## Selected passage

Dave, on the other hand, is not the first thing that comes to mind when you picture a ‘hero’. I won’t spoil anything about the book here, but let’s just say that Dave’s rise to herodom is both awkward and not a little painful.

  • The military stuff in the book is mostly accurate. I really enjoyed the fact there wasn’t some government agency that crawled out of the woodwork having expected something like this to happen. As Heath, our Navy officer in charge, points out, “All you’ve got is JSOC (Joint Special Operations Command).” And Heath isn’t some super-commando, he just happened to be the closest military presence to the oil rig when all the bad stuff went down, hence he’s put mostly in charge.

It also takes time to mobilize military assets, especially during unknown encounters and in a situation where there is no Standard Operating Procedure (SOP) for what’s going down. Because the monsters aren’t following a pattern that a typical terrorist organization would follow, and the fact they have no idea where they’ll show up, it’s impossible to adapt procedures that quickly.

  • I liked the monster descriptions and concepts, as they weren’t based on anything from myth or legend on Earth (for the most part). It felt like it pulled from various fantasy worlds, like the Drow in Forgotten Realms and some Vord from the Codex Alera for their hierarchy and hivemind-type stuff. The different clans and abilities of clans were also interesting.
Found at: http://codexalera.wikia.com/wiki/Vord

Now, the cons:

  • My biggest gripe with the book is the endless exposition that could have been done through interaction with the monsters and other characters. I got more than halfway through the book and there were only two interactions with the bad guys at that point: the initial one, and a very brief one after Dave gets out of the hospital.

It felt more like an alternate history book than a fantasy novel. I wanted to see more interaction with the monsters to get details on how they worked, instead of Dave just constantly doing his thing. (Not going to tell you what it is, you’ll just have to read for yourself). Dave’s thing should have been used as an addendum to the interactions, not the primary source. Which brings me to my next issue…

  • The monster viewpoints in the book added almost nothing to the book overall, and even less to the plot. In fact, you could probably skip the ones that are chapters by themselves and not miss out on much. While it could be interesting, and it gave us a look into their hierarchy and how they function, it got incredibly tedious to have to basically translate their way to a human understanding/concepts.

Everything we learned from their viewpoints could have been done in Dave interactions with the monsters. In fact, the little bits woven in where the monsters interacted with Dave and we were getting information from their point of view were great—in small doses.

  • Compton isn’t filled out very well as a character, and as a result his actions at the end of the book had the plot fall on its face right at the finish line. In fact, some of the characters we meet for only a few pages leave a more lasting impression than Compton.

## Instructions for the task
Resume the book review above, picking up after its last sentence.

## Given records

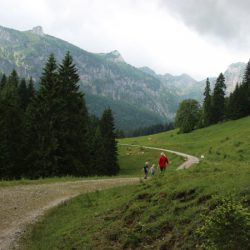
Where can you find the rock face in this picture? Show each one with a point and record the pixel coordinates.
(138, 97)
(38, 30)
(234, 74)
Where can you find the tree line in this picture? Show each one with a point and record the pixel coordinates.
(216, 106)
(49, 132)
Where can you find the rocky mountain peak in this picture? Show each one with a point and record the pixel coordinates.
(234, 74)
(38, 30)
(115, 56)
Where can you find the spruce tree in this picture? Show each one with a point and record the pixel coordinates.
(110, 162)
(42, 120)
(73, 131)
(98, 166)
(237, 103)
(207, 105)
(23, 94)
(3, 81)
(11, 130)
(218, 100)
(245, 90)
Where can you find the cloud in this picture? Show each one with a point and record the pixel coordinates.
(226, 20)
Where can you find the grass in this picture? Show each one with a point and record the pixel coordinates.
(132, 159)
(164, 212)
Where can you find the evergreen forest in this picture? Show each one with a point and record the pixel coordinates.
(48, 132)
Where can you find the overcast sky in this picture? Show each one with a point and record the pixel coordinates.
(197, 37)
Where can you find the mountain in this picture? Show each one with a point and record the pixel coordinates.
(106, 78)
(183, 86)
(138, 96)
(234, 74)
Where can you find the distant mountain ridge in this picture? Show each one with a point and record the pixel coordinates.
(139, 97)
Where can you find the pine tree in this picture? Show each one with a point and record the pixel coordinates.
(98, 154)
(42, 119)
(11, 130)
(245, 90)
(218, 100)
(73, 134)
(237, 103)
(110, 162)
(207, 105)
(23, 94)
(3, 81)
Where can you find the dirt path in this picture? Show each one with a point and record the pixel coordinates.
(189, 159)
(23, 204)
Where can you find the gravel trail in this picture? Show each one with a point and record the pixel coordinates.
(23, 204)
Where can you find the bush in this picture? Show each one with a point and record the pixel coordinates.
(226, 227)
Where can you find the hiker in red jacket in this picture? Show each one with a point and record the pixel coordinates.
(163, 162)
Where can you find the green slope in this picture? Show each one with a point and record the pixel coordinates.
(166, 211)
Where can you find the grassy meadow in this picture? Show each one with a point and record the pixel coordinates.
(166, 211)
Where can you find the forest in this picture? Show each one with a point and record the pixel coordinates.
(48, 131)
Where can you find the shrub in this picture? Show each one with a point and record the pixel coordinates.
(226, 227)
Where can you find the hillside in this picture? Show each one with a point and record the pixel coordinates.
(101, 75)
(167, 211)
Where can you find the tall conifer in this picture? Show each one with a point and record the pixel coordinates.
(107, 127)
(218, 100)
(207, 105)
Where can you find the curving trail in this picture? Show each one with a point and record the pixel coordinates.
(189, 159)
(23, 204)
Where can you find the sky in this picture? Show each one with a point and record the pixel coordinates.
(197, 37)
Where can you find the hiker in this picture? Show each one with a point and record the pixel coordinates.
(152, 170)
(145, 169)
(163, 162)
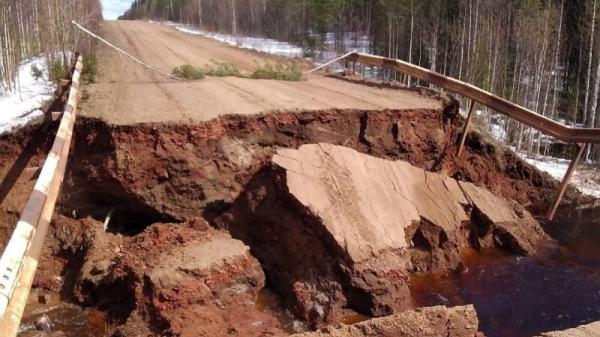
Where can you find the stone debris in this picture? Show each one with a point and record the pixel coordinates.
(423, 322)
(588, 330)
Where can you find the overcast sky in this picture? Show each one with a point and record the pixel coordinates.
(111, 9)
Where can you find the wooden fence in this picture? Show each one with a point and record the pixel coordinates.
(20, 258)
(578, 136)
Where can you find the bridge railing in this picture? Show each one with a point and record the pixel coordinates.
(19, 260)
(580, 137)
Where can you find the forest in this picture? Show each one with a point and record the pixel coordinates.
(42, 28)
(542, 54)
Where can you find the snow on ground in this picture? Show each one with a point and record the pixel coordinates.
(22, 104)
(265, 45)
(586, 177)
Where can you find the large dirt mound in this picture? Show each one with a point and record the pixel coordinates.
(335, 228)
(153, 178)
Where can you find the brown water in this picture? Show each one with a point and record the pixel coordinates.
(73, 320)
(518, 296)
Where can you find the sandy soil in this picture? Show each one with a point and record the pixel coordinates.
(126, 93)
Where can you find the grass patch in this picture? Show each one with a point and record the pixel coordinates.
(188, 71)
(222, 69)
(279, 71)
(90, 69)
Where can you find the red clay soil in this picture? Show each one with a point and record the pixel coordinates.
(154, 175)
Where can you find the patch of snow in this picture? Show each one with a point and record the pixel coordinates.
(265, 45)
(586, 179)
(22, 104)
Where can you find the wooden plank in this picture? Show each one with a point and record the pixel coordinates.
(466, 129)
(565, 182)
(21, 264)
(510, 109)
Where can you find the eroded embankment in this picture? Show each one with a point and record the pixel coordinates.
(160, 181)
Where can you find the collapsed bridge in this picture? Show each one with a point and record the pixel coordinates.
(370, 132)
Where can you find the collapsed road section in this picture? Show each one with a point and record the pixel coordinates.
(158, 267)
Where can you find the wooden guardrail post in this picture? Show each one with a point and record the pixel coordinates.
(579, 136)
(466, 128)
(19, 260)
(565, 181)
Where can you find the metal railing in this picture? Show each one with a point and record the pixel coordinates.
(578, 136)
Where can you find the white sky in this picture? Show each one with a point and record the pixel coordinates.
(111, 9)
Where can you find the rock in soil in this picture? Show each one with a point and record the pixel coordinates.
(588, 330)
(179, 280)
(423, 322)
(337, 228)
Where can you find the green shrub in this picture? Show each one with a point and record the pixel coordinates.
(90, 69)
(57, 71)
(279, 71)
(36, 72)
(222, 69)
(188, 71)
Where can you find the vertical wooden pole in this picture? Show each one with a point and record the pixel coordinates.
(565, 182)
(466, 128)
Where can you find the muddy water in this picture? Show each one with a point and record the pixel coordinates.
(73, 320)
(517, 296)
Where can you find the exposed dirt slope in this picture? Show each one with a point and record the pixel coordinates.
(125, 93)
(340, 229)
(171, 173)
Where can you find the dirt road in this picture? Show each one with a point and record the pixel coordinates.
(126, 93)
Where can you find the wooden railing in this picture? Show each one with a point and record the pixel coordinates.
(20, 258)
(578, 136)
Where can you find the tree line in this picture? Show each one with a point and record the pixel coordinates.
(42, 27)
(542, 54)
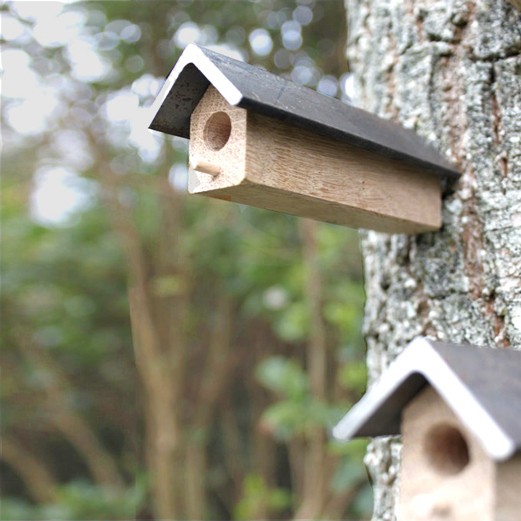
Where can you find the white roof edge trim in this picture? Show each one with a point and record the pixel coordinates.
(195, 56)
(496, 443)
(391, 378)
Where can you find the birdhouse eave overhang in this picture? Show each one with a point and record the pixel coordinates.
(480, 385)
(253, 88)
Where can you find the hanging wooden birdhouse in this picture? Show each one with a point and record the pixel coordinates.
(260, 140)
(458, 410)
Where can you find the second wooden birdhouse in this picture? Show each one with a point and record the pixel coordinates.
(458, 410)
(260, 140)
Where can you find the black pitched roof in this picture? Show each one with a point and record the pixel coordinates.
(256, 89)
(481, 385)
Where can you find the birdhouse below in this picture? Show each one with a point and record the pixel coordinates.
(455, 407)
(260, 140)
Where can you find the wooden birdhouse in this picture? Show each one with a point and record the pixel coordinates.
(260, 140)
(458, 409)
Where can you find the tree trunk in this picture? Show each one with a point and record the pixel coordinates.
(451, 70)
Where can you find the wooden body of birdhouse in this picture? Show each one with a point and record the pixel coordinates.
(457, 409)
(260, 140)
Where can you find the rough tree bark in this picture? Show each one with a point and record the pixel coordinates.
(451, 70)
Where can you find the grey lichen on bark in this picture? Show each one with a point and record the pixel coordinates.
(450, 70)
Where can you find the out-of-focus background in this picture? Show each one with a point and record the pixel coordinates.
(165, 356)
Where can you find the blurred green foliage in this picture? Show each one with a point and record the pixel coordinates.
(73, 399)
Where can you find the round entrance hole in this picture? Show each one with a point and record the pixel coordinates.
(446, 449)
(217, 130)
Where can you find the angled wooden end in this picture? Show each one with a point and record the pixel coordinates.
(245, 157)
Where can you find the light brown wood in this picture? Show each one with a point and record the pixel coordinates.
(446, 474)
(244, 157)
(437, 481)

## Exercise response
It might have to do with another character explaining Compton’s motives instead of Dave (especially), Heath, or Ashbury having any real confrontation with him. He just doesn’t come across as anyone willing to throw their weight around enough to do what he does at the end of the book.

  • The main character can be hard to connect to for some people. For people who haven’t gone through any self-destructive behavior in their life, Dave can come off as an emotionally stunted, major scumbag, and incredibly unlikable. He’s very: Work hard. Play hard. Damn the consequences. Even to the detriment of his family. So, there might be a majority-ish of people who can’t understand his motives and actions.

The nitpicks:

  • I have never met a woman who says they have, “good breeding hips,” so J2’s comment made me cringe a bit. Perhaps it’s a regional thing, and I just don’t ‘get it’.
  • Some of the emotional reactions of characters didn’t track for me, and left me scratching my head as to why they reacted the way they did. There were times people got pissed off at Dave for something he said, that left me wondering why they reacted to him like that. I’m putting it in the nitpicks because that could just be a failing on my part, and not the author’s.

The tl;dr:

Concept: Good. Execution: Shaky.

All in all, I give it 3/5 stars.

As I said, the cons won’t stop me from reading the rest of the books, but I’d like to see more plot and character interaction, and less exposition. Where it ended for the first book had the feeling of the middle-point in your average novel with good pacing and plot.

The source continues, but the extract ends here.